--- Esercizio 1 ---
Secondo il brano sui trasfertisti di Melfi, quanti lavoratori finiscono da Melfi in altri stabilimenti Stellantis?
--- Esercizio 2 ---
Nel brano sui trasfertisti di Melfi, perché i colleghi con seri problemi di salute vengono tenuti seduti per settimane? Spiegalo in una o due frasi.
--- Esercizio 3 ---
Riprendi il brano sui trasfertisti di Melfi e proseguilo a partire dall'ultima frase riportata.

--- Brano scelto ---
•••••

Le auto Stellantis prodotte a Melfi
3 minuti per la letturaPOTENZA – Ormai li chiamano “Superman e Superlady delle trasferte”. Sono i lavoratori, circa 300, che da Melfi finiscono in altri stabilimenti Stellantis, in particolare a Pomigliano d’Arco, nell’hinterland di Napoli. Partono per trasferte volontarie o “comandate” come si dice in gergo. Spesso guadagnano molto, ma non è tutto rose e fiori. Anzi. Perché «non giunge a tutti l’informazione di come vengono trattati i trasfertisti una volta giunti a destinazione e collocati sulle postazioni» fa notare chi, sia pure in forma comprensibilmente anonima, ha deciso di rompere il silenzio e di raccontare.
«Sono un dipendente/una dipendente che a differenza di pochi ho deciso, di mia volontà, di candidarmi per la trasferta a Pomigliano d’Arco e ci lavoro da ormai diversi mesi – spiega – la situazione lavorativa non è delle migliori, qui siamo trattati da Superman e Superlady del lavoro e non lo dico per vantarmi; anzi, è umiliante, mi sento sfruttato/a e non tutelato/a». Evidenzia che «ci sono trasfertisti con ridotte capacità lavorative, perché a Pomigliano lo stabilimento di Melfi manda anche dipendenti che hanno seri problemi di salute; questi colleghi obbligati alla trasferta, vengono sottoposti a visita per cambio mansione e non riuscendoli a collocare come super dipendenti sulle postazioni di lavoro, li tengono seduti per settimane come fannulloni. Siamo in trasferta, abbandonati e lontani da ogni tipo di tutela, sindacale in primis».

•••••

--- Dati forniti ---
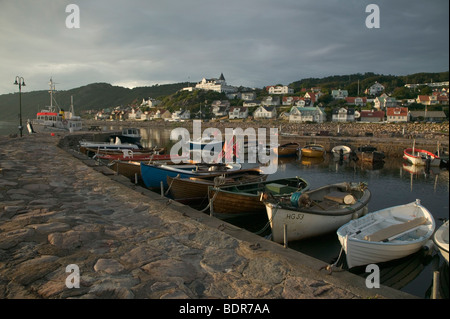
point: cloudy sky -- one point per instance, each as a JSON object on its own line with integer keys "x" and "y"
{"x": 252, "y": 42}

•••••

--- Area di risposta 1 ---
Circa 300.

--- Area di risposta 2 ---
Questi colleghi vengono sottoposti a visita per cambio mansione. Poiché non si riesce a collocarli come super dipendenti sulle postazioni di lavoro, restano seduti per settimane.

--- Area di risposta 3 ---
In proposito denuncia che «la questione trasferta a Melfi sta diventando un argomento di ricatto. Come concordato con i sindacati, l’azienda ha da consumare entro il 31dicembre 2023 le quote per l’uscita volontaria, che poco hanno di volontario negli ultimi mesi; l’impossibilità e la paura di non poter rifiutare la trasferta imposta per tanti problemi familiari e personali, porta di conseguenza al licenziamento volontario. Lo sanno bene tutti». Tornando al lavoro a Pomigliano, «le postazioni che ogni giorno ci impongono di coprire sono pesanti e insostenibili, dalle aree di preparazione alle postazioni dedicate ai trasfertisti di Melfi. Un trattamento che non meritiamo – racconta con amarezza -, anche Melfi ha ospitato trasfertisti di tutti gli stabilimenti del gruppo quando ne aveva bisogno e mai, dico mai, sono stati riservati trattamenti del genere. Durante le attività lavorative siamo costantemente supportati ed aiutati dai “team leader”, a dimostrazione che i tempi delle lavorazioni richieste, sono al di sopra delle normali tempistiche lavorative; non stiamo lavorando, ci stanno massacrando. Alcune settimane fa una collega è stata soccorsa sulla postazione di lavoro e si è reso necessaria l’intervento dell’ambulanza; un’altra collega si è accasciata piangendo e le sono venute le convulsioni, tanti altri non resistono e fanno malattia».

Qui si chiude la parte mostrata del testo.